*Given task*. Can you write out, word for word, everything from the start of the items down through the line containing "[29,430,224,525]", including both of those ends and leaving the pictures out?

*Stored data*.
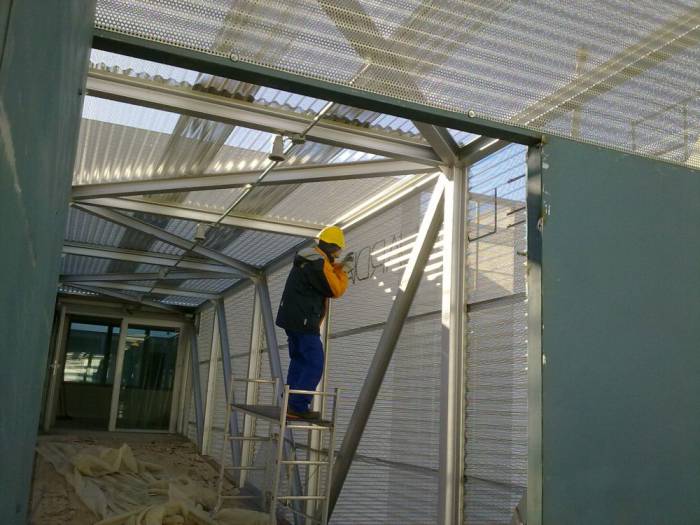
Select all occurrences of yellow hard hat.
[318,226,345,249]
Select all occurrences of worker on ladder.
[277,226,353,419]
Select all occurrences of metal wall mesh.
[96,0,700,167]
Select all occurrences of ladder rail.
[214,372,235,513]
[321,388,340,524]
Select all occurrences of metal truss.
[63,241,245,279]
[73,204,259,277]
[80,197,320,237]
[72,160,435,201]
[86,70,439,166]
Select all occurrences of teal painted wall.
[542,139,700,525]
[0,0,94,524]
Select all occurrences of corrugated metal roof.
[61,50,448,305]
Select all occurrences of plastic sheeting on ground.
[37,442,269,525]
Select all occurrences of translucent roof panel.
[216,230,306,266]
[96,0,700,168]
[160,295,206,308]
[267,177,408,224]
[65,208,183,255]
[60,255,109,275]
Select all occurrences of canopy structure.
[61,50,490,307]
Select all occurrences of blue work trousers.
[286,330,324,412]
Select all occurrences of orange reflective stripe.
[317,249,348,298]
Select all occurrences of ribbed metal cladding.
[96,0,700,166]
[464,146,527,525]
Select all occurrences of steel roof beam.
[72,160,435,200]
[64,283,182,313]
[61,281,219,299]
[459,137,512,166]
[78,197,321,237]
[86,70,440,166]
[63,241,244,278]
[59,271,238,283]
[413,120,459,166]
[73,203,260,278]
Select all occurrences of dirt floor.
[29,430,224,525]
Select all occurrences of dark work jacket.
[277,248,348,334]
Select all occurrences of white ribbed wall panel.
[465,145,527,525]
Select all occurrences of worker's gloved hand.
[340,252,355,272]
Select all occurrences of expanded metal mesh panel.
[464,146,527,525]
[96,0,700,166]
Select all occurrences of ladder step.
[280,459,328,465]
[285,423,333,430]
[280,503,323,523]
[277,496,326,501]
[231,377,277,385]
[289,390,338,397]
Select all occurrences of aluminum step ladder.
[216,378,339,525]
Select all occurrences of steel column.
[438,166,466,525]
[330,177,445,513]
[527,146,543,525]
[202,311,221,456]
[215,299,241,465]
[239,291,262,487]
[108,317,129,432]
[189,327,205,452]
[255,275,303,523]
[44,305,69,432]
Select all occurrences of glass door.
[116,325,180,431]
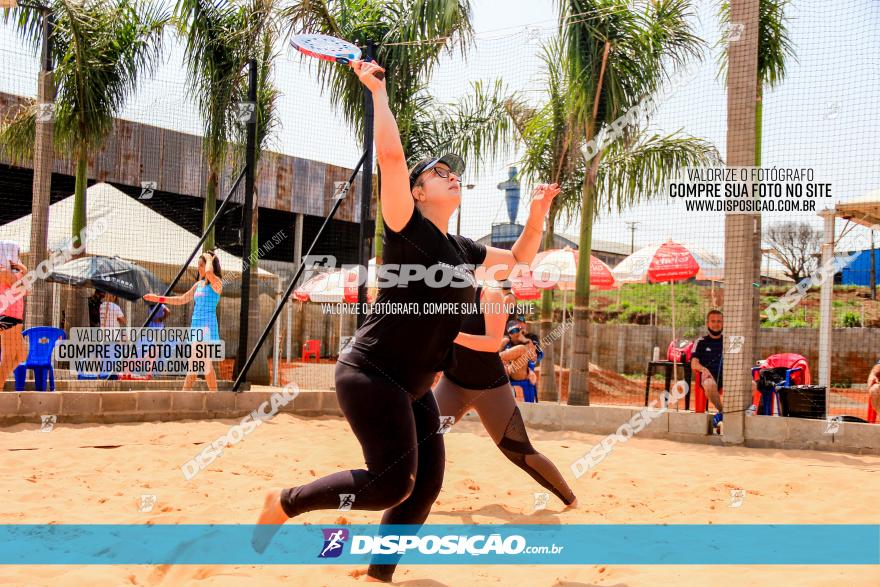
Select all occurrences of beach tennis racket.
[290,35,385,79]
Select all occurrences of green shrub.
[843,312,862,328]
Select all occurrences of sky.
[0,0,880,264]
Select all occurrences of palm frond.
[595,133,721,214]
[718,0,797,88]
[0,100,37,165]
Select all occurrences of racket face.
[290,35,361,64]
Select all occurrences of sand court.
[0,414,880,586]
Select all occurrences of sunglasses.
[431,167,458,179]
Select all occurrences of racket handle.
[336,57,385,79]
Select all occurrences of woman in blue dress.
[144,251,223,391]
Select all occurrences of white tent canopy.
[0,183,274,277]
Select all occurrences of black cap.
[409,153,464,189]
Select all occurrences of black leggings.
[281,363,446,581]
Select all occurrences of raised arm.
[483,183,560,281]
[204,253,223,294]
[453,289,513,353]
[351,61,414,232]
[144,283,198,306]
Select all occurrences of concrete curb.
[0,388,880,455]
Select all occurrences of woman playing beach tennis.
[144,251,223,391]
[254,60,555,581]
[434,287,577,508]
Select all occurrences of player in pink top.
[0,260,27,390]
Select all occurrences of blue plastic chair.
[14,326,67,391]
[76,345,119,381]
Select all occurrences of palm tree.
[283,0,513,262]
[508,37,585,401]
[718,0,797,167]
[560,0,718,405]
[175,0,275,250]
[0,0,168,247]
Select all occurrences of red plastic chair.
[302,339,321,363]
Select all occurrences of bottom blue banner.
[0,524,880,565]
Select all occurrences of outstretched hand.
[350,59,385,92]
[531,183,562,218]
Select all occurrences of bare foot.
[251,487,290,553]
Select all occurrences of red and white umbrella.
[532,247,617,291]
[612,240,724,372]
[293,259,376,304]
[612,240,724,283]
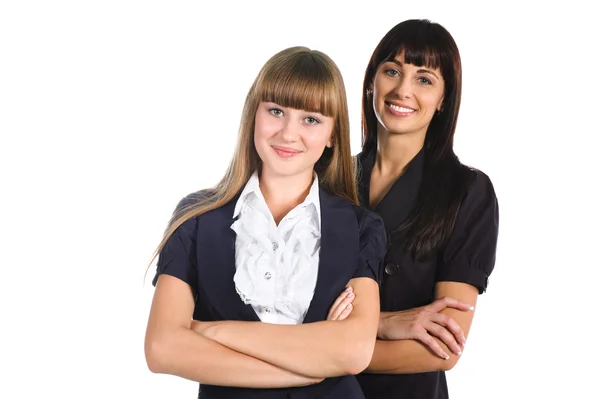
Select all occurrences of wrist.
[377,316,389,340]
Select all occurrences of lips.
[385,101,415,116]
[271,145,302,158]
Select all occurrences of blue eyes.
[384,69,432,85]
[269,108,321,125]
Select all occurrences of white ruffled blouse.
[231,172,321,324]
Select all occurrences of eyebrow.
[390,59,439,79]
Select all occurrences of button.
[384,263,398,276]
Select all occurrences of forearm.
[365,338,459,374]
[206,318,376,378]
[146,327,322,388]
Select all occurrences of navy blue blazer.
[153,188,386,399]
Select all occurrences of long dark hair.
[362,19,472,259]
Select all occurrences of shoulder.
[171,188,227,230]
[462,166,498,206]
[175,188,216,213]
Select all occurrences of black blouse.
[357,150,498,399]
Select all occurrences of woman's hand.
[327,287,354,321]
[377,297,474,359]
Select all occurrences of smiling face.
[254,101,334,179]
[372,54,444,137]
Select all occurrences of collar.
[233,171,321,226]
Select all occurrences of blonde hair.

*Completed task*.
Select all occurrences of yellow hard hat.
[318,226,345,249]
Select all occurrences of worker on ladder.
[277,226,353,419]
Select all occurrences of metal wall mesh.
[96,0,700,167]
Select all occurrences of ladder rail.
[214,372,235,513]
[321,388,340,524]
Select all occurrences of metal truss.
[63,241,245,279]
[73,204,259,277]
[80,197,320,237]
[72,160,435,201]
[86,70,439,166]
Select all occurrences of teal painted wall.
[542,139,700,525]
[0,0,94,524]
Select all occurrences of corrugated metal roof.
[61,50,448,305]
Select all occurrences of plastic sheeting on ground.
[37,442,269,525]
Select all occurrences of translucent roof panel.
[216,230,306,266]
[96,0,700,168]
[160,295,206,308]
[267,177,408,224]
[65,208,183,255]
[60,255,109,275]
Select all occurrences of canopy structure.
[61,50,490,307]
Select all occurrences of blue work trousers.
[286,330,324,412]
Select all occurrences of orange reflective stripe.
[317,249,348,298]
Select all occurrences of ribbed metal cladding.
[96,0,700,166]
[464,146,527,525]
Select all occurrences of steel roof beam.
[72,160,435,200]
[64,283,182,313]
[61,281,219,299]
[459,137,512,166]
[78,197,321,237]
[86,70,440,166]
[63,241,244,278]
[59,271,238,283]
[413,120,459,166]
[73,203,260,278]
Select all occurrences of dirt floor.
[29,430,224,525]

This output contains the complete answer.